Prompt A -
Rewrite the paragraph beginning "Feenberg accepts much" from the excerpt on philosophy of technology as a short bulleted list that keeps its main facts.
Prompt B -
Write out the passage from the excerpt on philosophy of technology starting at "Feenberg accepts much" and ending at "and AI governance.".

Andrew Feenberg — the democratic turn

Feenberg accepts much of Heidegger and Ellul's diagnosis but rejects their pessimism. Technology, he argues, is *socially constructed* and therefore politically contestable. Design choices can be democratized. His work is a bridge between continental tech philosophy and hands-on activism around platforms, labor, and AI governance.

Shoshana Zuboff — surveillance capitalism

Zuboff's *The Age of Surveillance Capitalism* names the business model that quietly took over the internet: human experience harvested as raw material, refined into behavioral predictions, and sold. It is tech philosophy in the descriptive mode — less about what technology *is* and more about what a specific *arrangement* of technology and capital is doing to democracy.

[Stored dataset items]
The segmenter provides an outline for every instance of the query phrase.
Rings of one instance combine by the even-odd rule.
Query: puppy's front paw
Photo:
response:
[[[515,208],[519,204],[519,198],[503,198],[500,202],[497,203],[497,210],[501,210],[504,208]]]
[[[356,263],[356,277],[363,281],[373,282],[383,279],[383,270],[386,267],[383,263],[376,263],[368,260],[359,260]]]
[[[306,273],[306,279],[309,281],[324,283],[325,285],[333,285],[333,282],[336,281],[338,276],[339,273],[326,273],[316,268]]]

---

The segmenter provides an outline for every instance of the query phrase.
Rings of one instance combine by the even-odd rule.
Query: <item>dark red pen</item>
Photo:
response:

...

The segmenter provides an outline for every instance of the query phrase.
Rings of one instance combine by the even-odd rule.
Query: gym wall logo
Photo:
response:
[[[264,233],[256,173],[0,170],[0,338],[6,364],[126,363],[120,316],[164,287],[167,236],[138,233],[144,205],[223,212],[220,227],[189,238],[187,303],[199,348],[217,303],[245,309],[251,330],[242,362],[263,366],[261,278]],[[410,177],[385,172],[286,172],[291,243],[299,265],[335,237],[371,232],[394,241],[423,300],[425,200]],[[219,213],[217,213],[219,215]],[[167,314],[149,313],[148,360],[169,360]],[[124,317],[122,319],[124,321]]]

Task solution A -
- Feenberg accepts much of Heidegger and Ellul's diagnosis but rejects their pessimism.
- He argues that technology is socially constructed and therefore politically contestable.
- Design choices can be democratized.
- His work bridges continental tech philosophy and hands-on activism around platforms, labor, and AI governance.

Task solution B -
Feenberg accepts much of Heidegger and Ellul's diagnosis but rejects their pessimism. Technology, he argues, is *socially constructed* and therefore politically contestable. Design choices can be democratized. His work is a bridge between continental tech philosophy and hands-on activism around platforms, labor, and AI governance.